**Object-pointing dataset rows:**
+---+
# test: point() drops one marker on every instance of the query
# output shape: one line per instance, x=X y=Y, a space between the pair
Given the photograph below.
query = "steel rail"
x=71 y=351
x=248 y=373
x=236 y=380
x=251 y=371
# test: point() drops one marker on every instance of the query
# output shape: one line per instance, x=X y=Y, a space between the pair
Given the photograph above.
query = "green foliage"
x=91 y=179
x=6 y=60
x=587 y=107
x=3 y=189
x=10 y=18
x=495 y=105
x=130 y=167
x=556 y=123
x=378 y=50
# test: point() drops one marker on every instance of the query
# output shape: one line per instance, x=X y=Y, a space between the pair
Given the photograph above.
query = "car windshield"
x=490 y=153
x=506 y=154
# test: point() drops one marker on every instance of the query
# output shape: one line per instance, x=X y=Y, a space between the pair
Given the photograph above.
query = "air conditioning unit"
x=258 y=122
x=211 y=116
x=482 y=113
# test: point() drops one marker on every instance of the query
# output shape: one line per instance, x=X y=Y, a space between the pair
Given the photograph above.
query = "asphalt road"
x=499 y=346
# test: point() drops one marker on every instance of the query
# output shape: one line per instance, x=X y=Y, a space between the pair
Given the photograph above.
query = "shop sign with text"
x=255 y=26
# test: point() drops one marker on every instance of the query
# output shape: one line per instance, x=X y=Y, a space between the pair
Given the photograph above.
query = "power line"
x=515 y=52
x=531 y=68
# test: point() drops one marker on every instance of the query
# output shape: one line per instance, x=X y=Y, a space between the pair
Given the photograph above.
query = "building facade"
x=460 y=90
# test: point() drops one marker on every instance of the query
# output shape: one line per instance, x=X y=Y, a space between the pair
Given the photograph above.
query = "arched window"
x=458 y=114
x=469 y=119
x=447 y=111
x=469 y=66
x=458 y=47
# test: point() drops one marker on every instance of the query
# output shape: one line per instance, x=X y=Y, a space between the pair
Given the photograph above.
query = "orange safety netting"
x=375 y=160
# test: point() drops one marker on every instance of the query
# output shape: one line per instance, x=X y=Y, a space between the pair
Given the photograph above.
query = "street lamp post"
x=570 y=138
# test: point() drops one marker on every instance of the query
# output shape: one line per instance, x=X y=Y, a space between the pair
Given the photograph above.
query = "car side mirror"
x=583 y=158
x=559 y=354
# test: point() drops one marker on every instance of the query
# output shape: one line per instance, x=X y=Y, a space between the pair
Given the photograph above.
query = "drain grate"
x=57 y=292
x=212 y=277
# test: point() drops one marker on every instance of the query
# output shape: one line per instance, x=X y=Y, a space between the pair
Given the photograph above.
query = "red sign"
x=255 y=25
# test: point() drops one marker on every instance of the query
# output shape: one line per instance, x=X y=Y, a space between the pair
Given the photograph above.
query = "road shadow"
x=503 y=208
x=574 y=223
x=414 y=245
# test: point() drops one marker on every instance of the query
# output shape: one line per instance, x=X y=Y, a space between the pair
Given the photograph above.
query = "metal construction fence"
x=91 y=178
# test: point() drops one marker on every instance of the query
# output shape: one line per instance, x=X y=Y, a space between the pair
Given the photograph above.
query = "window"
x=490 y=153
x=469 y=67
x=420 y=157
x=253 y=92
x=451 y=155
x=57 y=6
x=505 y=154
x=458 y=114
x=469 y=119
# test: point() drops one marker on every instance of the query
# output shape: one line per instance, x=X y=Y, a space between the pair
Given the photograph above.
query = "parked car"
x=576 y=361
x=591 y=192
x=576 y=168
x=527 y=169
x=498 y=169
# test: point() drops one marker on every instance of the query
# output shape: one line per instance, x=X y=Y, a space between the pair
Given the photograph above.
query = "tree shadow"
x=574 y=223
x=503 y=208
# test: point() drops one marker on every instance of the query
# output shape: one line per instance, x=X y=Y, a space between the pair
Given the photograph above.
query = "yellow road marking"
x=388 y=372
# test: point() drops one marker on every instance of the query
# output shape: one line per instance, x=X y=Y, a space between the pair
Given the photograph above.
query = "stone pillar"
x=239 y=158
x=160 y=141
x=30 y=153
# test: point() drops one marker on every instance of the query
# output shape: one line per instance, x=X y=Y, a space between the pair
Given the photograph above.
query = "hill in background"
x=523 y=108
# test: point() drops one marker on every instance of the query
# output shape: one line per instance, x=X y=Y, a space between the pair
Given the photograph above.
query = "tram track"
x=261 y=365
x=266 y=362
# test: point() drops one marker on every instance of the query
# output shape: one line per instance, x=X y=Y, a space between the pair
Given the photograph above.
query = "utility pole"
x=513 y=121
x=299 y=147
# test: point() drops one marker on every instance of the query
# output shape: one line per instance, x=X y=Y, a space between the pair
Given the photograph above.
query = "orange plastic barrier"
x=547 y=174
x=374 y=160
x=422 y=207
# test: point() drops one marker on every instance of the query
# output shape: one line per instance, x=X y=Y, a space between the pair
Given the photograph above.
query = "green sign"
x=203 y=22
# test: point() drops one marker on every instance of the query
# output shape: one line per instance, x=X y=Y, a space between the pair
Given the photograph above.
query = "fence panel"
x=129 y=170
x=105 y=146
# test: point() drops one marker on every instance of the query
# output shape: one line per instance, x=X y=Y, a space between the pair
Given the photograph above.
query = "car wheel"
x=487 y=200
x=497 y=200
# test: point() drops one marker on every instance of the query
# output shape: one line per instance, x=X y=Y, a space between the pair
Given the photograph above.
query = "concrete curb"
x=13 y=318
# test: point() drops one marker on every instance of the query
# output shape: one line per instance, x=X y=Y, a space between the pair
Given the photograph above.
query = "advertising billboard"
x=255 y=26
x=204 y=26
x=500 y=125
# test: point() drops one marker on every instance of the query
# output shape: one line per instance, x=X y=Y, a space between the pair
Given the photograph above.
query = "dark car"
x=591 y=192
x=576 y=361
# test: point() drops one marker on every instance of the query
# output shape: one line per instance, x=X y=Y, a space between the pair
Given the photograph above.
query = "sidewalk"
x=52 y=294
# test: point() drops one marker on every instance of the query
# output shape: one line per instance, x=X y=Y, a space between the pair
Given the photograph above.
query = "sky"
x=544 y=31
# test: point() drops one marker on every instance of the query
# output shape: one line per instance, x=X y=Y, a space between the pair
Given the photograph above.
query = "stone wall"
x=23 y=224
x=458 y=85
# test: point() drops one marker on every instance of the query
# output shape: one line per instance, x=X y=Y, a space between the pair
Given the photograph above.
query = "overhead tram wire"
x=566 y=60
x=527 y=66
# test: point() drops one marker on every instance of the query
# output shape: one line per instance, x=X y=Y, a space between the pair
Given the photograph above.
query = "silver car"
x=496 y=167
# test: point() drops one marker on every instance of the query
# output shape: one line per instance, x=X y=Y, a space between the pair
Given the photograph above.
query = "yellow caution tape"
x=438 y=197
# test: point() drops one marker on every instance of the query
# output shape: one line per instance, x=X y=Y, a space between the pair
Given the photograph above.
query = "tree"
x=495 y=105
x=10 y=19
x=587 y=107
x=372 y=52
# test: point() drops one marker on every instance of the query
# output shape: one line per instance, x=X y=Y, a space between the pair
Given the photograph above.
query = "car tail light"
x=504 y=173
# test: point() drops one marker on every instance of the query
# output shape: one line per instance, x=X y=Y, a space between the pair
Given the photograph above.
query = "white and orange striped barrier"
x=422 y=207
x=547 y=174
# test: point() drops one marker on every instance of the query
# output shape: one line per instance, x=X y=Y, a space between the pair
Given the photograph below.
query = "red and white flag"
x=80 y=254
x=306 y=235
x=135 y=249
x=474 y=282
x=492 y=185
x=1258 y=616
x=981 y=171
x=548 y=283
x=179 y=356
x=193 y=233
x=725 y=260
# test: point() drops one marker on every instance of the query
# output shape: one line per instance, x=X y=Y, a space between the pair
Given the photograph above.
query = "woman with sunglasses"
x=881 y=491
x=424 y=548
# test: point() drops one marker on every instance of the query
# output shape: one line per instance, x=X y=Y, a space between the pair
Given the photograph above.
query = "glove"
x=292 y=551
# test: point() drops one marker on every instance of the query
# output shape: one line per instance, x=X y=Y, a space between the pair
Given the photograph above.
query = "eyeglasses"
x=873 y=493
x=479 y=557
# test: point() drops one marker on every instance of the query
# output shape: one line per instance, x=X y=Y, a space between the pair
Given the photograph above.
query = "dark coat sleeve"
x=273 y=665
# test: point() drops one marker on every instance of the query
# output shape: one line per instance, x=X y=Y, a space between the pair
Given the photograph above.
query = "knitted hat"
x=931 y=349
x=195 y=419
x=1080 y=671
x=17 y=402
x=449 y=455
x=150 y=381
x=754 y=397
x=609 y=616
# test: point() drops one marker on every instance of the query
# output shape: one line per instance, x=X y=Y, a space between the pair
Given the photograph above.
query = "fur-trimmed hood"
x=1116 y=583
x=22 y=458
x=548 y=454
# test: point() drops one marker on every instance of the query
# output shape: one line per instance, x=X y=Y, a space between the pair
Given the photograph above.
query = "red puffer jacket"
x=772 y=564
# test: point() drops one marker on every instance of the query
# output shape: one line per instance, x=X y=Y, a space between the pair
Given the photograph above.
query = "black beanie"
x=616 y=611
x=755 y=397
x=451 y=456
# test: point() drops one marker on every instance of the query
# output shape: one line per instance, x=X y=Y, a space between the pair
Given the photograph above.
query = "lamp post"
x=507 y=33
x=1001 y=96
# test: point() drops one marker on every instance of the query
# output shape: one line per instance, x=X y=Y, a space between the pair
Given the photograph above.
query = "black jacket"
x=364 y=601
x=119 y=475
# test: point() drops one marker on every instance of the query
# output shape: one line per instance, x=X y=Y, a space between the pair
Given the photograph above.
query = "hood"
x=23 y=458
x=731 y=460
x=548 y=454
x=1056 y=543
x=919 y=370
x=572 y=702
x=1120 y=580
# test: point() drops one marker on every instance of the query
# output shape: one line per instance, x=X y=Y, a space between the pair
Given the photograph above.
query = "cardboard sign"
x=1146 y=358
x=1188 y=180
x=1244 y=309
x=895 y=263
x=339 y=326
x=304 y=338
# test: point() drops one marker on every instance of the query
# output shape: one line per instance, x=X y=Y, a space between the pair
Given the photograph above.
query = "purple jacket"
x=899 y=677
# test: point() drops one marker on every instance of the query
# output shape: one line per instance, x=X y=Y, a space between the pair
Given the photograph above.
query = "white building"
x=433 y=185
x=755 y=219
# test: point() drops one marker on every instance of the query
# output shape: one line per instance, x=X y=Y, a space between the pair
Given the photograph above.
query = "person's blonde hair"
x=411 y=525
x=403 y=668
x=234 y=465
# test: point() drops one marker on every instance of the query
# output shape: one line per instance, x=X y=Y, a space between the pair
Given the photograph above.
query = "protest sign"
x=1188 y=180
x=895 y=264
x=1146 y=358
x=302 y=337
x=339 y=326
+---+
**STATED EXERCISE:** Reproduce word for word everything from the start of the items down to the line containing "x=251 y=371", including that line.

**SOLUTION:**
# test: point() drops one marker on every instance of the query
# output shape: one line per instance, x=X y=Y, a space between the pair
Given the photograph below.
query = "steel rail"
x=71 y=351
x=248 y=373
x=236 y=380
x=251 y=371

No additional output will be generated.